● Consignes écrites:
**A.** Selon l'extrait, pourquoi la plupart des jeunes filles de Saïdia ne poursuivent-elles pas leurs études ? Répondez en une à trois phrases.
**B.** Recopiez fidèlement le passage de l'extrait qui va de « Changer de vie, elles » jusqu'à « 1 500 dirhams. ».

━━ Extrait choisi ━━

Après un passage à Dubaï, puis à Assilah, Fatima est arrivée il y a 3 ans à Saïdia un peu par hasard. Elle pensait aller à Mélilia, mais a renoncé devant le coût de la vie trop élevé. « Ici à Saïdia, la concurrence est moins dure qu'à Marrakech ou à Casablanca », estime-t-elle, avant de poursuivre « Mais cela augmente. La plupart des filles viennent des grandes villes, mais on voit aussi apparaître des filles du coin, de Berkane, Oujda ou encore Sidi Slimane ». Et pour cause, pour les jeunes filles issues de familles modestes, et souvent monoparentales, il n'est pas facile de trouver un emploi. Passant d'une population de 10 000 habitants à 50 000 l'été, la station balnéaire propose surtout des emplois saisonniers, principalement aux hommes. De plus, à Saïdia, la plupart des jeunes filles ne poursuivent pas leurs études en raison des établissements scolaires souvent situés à des kilomètres de leur domicile.
«Mon père a quitté ma mère lorsqu'elle était enceinte de mon petit frère. Je suis l'homme du foyer».
Leïla.
C'est notamment le cas de Leïla, originaire d'Oujda et âgée de 19 ans, qui vient de commencer à se prostituer depuis 6 mois. La raison ? « La misère », résume-t-elle, en détournant ses grands yeux bleus aux longs cils. Elle rêvait il y a quelques mois encore d'être avocate puis tout a basculé un été. « Avant je travaillais comme serveuse, on m'avait déjà fait des propositions mais je refusais. Puis l'été de mes 18 ans, un homme m'a violée alors que j'étais encore vierge », explique-t-elle. Elle ne porte pas plainte mais commence à se prostituer. Même si elle refuse d'en parler directement, une de ses compagnes nous confie que c'est la mère de Leïla qui la pousse à la prostitution pour l'argent. « Mon père a quitté ma mère lorsqu'elle était enceinte de mon petit frère. Je suis l'homme du foyer », explique-t-elle simplement avant d'avouer « Mais j'aimerais arrêter, je pense des fois à quitter ma maison. Je voudrais faire des études et me marier ».
Changer de vie, elles l'ont toutes imaginé plus d'une fois « J'aimerais arrêter mais c'est trop tard pour recommencer une autre vie », se désole Asmae, qui fait languir son client en espérant obtenir un meilleur prix. Les yeux brillants, elle tire une photo de son portefeuille et nous montre sa petite fille de 4 ans. « Je garde le sourire, mais des fois, je n'arrive même pas à manger ou à dormir. Je reste des fois les yeux ouverts la nuit à penser à ma fille. La distance me fait souffrir, mais je tiens le coup ». En attendant, comme ce soir, elle négocie son corps jusqu'à à 5h du matin, où elle accepte de partir avec le client du bar pour 1 500 dirhams.
Même écho chez Selma : « Arrêter ? C'est mon rêve », nous confie-t-elle laconiquement, avant d'ajouter « J'aurais aimé avoir un autre travail. Maintenant, je n'y pense même plus, il n'y a pas d'emploi pour moi. Même en étant serveuse, tu ne gagnes pas bien ta vie, juste à peine pour le loyer. J'aimerais que quelqu'un nous aide. Je suis fatiguée ». Mais déjà, elle se lève et rejoint un homme à la table d'à côté.

━━━
━━ Bloc de données ━━

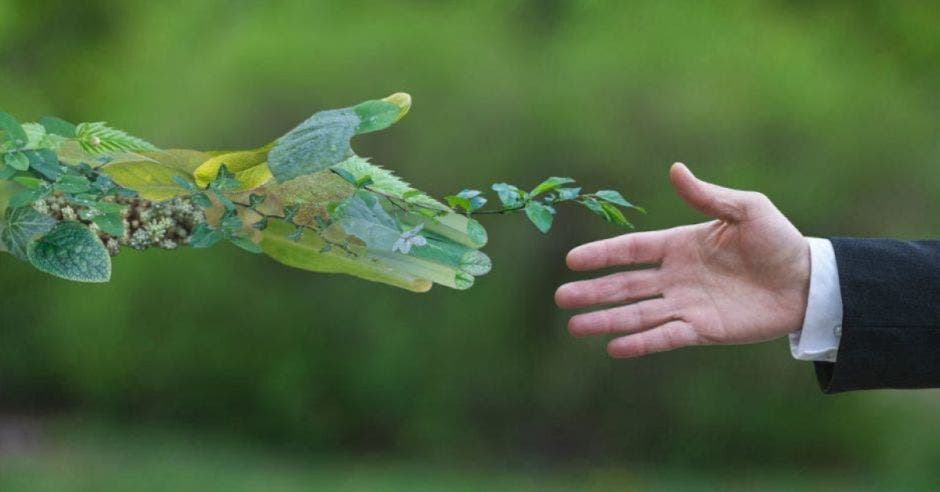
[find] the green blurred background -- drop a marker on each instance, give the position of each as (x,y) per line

━━━

● Corrigé:
**A.** La plupart des jeunes filles de Saïdia ne poursuivent pas leurs études parce que les établissements scolaires sont souvent situés à des kilomètres de leur domicile.

**B.**
Changer de vie, elles l'ont toutes imaginé plus d'une fois « J'aimerais arrêter mais c'est trop tard pour recommencer une autre vie », se désole Asmae, qui fait languir son client en espérant obtenir un meilleur prix. Les yeux brillants, elle tire une photo de son portefeuille et nous montre sa petite fille de 4 ans. « Je garde le sourire, mais des fois, je n'arrive même pas à manger ou à dormir. Je reste des fois les yeux ouverts la nuit à penser à ma fille. La distance me fait souffrir, mais je tiens le coup ». En attendant, comme ce soir, elle négocie son corps jusqu'à à 5h du matin, où elle accepte de partir avec le client du bar pour 1 500 dirhams.